ФРАГМЕНТ ДОКУМЕНТА:
Что касается родного турецкого племени Каджара, то он и не подумал держать его сплоченным вокруг себя или хотя бы оставаться его ильханом. Когда он поднялся на плоскогорье, он предоставил своему племени рассеяться и местечкам закаспийской равнины и расселиться деревнями по краю туркменской степи, вокруг ее старого рынка – Астрабада. Он не укрепил ни за собой лично, ни за своим временным или пожизненным представителем непосредственной власти над этой воинственной ордой, которая некогда была многочисленна, да и теперь еще может выставить тысяч десять всадников. Ее наследственным главою сделался искандерлусский (искандерунский) хан, происходивший от родного брата Фата-Алия-шаха. Он был ее вождем в мирное и военное время, уполномоченным царя для всех кланов; он раздавал от имени царя деньги и титулы и пользовался властью и саном ильхана <…>

<…> Если царь царей находится постоянно в походе, если он каждый год объезжает свою страну из конца в конец, показывая свою власть, то он может надеяться на двойное вознаграждение: кочевники будут платить ему налоги и поставлять рекрутов – для его войска.

ПОРЯДОК РАБОТЫ:
a) Ответьте по фрагменту документа:
(i) Вокруг какого старого рынка расселилось племя деревнями по краю туркменской степи?
(ii) Сколько всадников ещё может выставить эта орда?
(iii) От кого происходил искандерлусский хан, ставший её наследственным главой?
b) Объясните, при каком условии царь, по фрагменту документа, может рассчитывать на двойное вознаграждение от кочевников и в чём оно состоит.
Материал получен из другого источника.

ИСХОДНЫЕ ДАННЫЕ:
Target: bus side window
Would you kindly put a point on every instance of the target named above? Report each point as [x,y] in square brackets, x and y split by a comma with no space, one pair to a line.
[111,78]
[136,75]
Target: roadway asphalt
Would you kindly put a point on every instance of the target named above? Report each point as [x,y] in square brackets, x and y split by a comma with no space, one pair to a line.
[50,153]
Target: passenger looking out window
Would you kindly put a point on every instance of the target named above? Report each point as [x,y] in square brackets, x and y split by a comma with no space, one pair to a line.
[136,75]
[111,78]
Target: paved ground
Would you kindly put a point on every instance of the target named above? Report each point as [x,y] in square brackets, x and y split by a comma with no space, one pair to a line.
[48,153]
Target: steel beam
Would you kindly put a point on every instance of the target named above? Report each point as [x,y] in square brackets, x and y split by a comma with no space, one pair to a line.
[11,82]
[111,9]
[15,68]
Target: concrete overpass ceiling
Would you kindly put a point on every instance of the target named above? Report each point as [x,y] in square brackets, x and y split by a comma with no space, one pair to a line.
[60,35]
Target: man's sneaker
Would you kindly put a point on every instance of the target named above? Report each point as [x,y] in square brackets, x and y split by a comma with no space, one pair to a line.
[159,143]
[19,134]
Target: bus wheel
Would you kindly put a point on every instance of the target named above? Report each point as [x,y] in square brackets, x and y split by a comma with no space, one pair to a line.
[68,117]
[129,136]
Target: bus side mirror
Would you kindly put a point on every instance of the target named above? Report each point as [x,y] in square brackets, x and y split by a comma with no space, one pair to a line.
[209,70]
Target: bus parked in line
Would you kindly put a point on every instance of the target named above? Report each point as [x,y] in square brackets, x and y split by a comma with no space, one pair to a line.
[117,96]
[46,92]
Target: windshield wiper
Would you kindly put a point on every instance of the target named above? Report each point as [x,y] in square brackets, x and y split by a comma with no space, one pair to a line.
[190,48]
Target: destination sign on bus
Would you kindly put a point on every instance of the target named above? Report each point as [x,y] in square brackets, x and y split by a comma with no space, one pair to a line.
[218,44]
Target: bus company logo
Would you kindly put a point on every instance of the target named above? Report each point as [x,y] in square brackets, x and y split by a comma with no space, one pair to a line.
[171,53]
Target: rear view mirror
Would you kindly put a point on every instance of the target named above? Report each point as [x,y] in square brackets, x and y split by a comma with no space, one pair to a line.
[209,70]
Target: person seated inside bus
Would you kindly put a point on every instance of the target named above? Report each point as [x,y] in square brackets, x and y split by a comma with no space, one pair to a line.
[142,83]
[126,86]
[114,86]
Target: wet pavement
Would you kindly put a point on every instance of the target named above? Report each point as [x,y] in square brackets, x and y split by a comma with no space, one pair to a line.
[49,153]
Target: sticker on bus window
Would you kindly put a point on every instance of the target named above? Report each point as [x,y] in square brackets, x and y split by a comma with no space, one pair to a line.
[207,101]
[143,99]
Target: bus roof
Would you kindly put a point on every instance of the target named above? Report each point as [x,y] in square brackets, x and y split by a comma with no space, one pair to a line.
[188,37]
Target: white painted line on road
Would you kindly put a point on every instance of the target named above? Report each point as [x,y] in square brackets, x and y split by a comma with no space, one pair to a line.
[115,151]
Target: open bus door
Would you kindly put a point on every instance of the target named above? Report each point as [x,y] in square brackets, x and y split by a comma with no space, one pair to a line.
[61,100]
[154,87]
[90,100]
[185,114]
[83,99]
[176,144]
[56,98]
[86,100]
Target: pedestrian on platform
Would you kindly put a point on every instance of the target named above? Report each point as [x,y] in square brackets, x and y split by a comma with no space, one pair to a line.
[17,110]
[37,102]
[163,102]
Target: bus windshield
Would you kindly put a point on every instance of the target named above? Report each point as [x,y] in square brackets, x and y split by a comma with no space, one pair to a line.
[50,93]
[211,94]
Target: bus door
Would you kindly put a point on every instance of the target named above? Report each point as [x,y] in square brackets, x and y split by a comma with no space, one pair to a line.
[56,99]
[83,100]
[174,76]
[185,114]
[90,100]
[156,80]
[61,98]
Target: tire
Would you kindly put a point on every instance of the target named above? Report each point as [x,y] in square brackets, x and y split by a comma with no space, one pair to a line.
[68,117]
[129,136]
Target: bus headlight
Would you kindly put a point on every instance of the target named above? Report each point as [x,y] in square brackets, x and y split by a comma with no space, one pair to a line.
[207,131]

ОТВЕТЫ ПО ЗАДАНИЯМ:
a)
(i) Вокруг Астрабада.
(ii) Тысяч десять всадников.
(iii) От родного брата Фата-Алия-шаха.

b) Царь может на него рассчитывать, если постоянно находится в походе и каждый год объезжает страну из конца в конец, показывая свою власть. Вознаграждение двойное: кочевники будут платить ему налоги и поставлять рекрутов для его войска.